**Directions**
Write out all of the material below again, request lines included, and add 15 to every coordinate value in the answers.

[A run of records]
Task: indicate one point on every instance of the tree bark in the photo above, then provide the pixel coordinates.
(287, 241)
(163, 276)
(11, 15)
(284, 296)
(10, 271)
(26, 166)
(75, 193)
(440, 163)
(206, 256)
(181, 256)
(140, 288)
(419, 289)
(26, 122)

**Task response**
Task: indicate one point on every instance of the tree bark in the photo above, then provide the pixel coordinates.
(302, 256)
(178, 291)
(26, 30)
(299, 311)
(25, 286)
(41, 181)
(90, 208)
(455, 178)
(221, 271)
(196, 271)
(155, 303)
(434, 304)
(41, 137)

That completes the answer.